Task requirements ▸ Print out each record below, unaltered and complete, without its images.

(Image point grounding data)
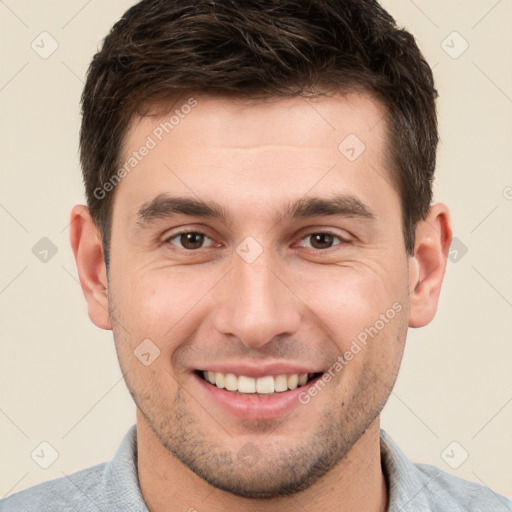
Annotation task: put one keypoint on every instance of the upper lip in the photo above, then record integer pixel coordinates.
(256, 370)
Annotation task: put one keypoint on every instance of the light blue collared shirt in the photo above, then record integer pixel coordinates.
(114, 487)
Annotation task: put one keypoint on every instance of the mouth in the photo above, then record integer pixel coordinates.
(265, 386)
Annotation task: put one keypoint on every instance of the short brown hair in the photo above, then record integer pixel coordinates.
(161, 49)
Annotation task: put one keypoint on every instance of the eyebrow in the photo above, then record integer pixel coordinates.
(164, 206)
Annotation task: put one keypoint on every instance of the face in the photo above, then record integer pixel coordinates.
(257, 248)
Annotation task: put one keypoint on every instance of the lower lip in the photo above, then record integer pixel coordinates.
(263, 407)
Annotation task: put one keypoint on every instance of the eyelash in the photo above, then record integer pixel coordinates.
(342, 241)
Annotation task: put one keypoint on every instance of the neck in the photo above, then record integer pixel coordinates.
(356, 483)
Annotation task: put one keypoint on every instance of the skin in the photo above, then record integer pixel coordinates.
(293, 304)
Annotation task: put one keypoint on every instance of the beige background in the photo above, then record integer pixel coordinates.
(59, 378)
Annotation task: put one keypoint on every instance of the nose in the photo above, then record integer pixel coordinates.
(255, 303)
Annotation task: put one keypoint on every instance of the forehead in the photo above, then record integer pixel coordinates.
(254, 153)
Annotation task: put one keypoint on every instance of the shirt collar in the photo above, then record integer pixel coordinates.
(405, 488)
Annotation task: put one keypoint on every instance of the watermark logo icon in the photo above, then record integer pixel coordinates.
(351, 147)
(249, 249)
(454, 455)
(44, 455)
(454, 45)
(146, 352)
(44, 45)
(44, 250)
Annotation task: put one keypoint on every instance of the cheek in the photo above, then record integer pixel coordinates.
(349, 299)
(161, 304)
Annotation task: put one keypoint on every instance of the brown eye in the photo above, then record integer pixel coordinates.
(321, 240)
(188, 240)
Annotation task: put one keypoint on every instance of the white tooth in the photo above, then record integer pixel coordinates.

Problem solution ▸
Annotation task: put one keypoint on every instance of the upper lip in the photo above, then record integer pixel coordinates.
(256, 370)
Annotation task: put one keypoint on every instance of the light blue collared shirt in the photo above, then record integer pixel coordinates.
(114, 487)
Annotation task: put one keypoint on every instance of the mouth in the photo above, then record integer pixel coordinates.
(265, 386)
Annotation task: put one keypoint on every instance of the short brown hair in the photo above, then record integer pixel coordinates.
(161, 49)
Annotation task: put one keypoint on every instance of the eyebrow in the photo above, then record integer pixel coordinates.
(164, 206)
Annotation task: put one keypoint on every instance of the face in the photo above, then record integer pixel coordinates.
(257, 248)
Annotation task: put one keypoint on every instance of the lower lip in the photo above, then record integer pixel coordinates.
(263, 407)
Annotation task: put one keypoint on every instance of the eyelash in the photo above, then record integer pixel coordinates.
(342, 241)
Annotation task: put one keypoint on every instance of the neck in the photo above, then record integer pixel coordinates.
(356, 483)
Annotation task: put one keypoint on every instance of the skin in the photo above, then record integer pixel coordinates.
(293, 304)
Annotation task: put one keypoint on every instance of the beige background in the photo above, then record integer pixel coordinates.
(59, 378)
Annotation task: put one keypoint on every instance of the nose in the photo above, then record integer pixel coordinates.
(255, 303)
Annotation task: put one keypoint on every instance of the forehead in the photo above, then record integer pixel coordinates.
(254, 153)
Annotation task: put one keypoint on every instance of the shirt collar in the photo above, then record integer pixel coordinates.
(405, 488)
Annotation task: put one keypoint on every instance of the watermark logo icon in the photo above, then record integer pixel coordinates.
(351, 147)
(249, 249)
(454, 455)
(44, 455)
(454, 45)
(146, 352)
(44, 45)
(44, 250)
Annotation task: put one keypoint on every instance of the cheek in the photo above, then record integer pixel coordinates.
(349, 299)
(161, 304)
Annotation task: put one keypoint on every instance of the brown eye in the photo above, then record integer pixel coordinates.
(321, 240)
(188, 240)
Annotation task: put one keypoint on every instance of the white tooth in the photo above, then record integer pixel coordinates.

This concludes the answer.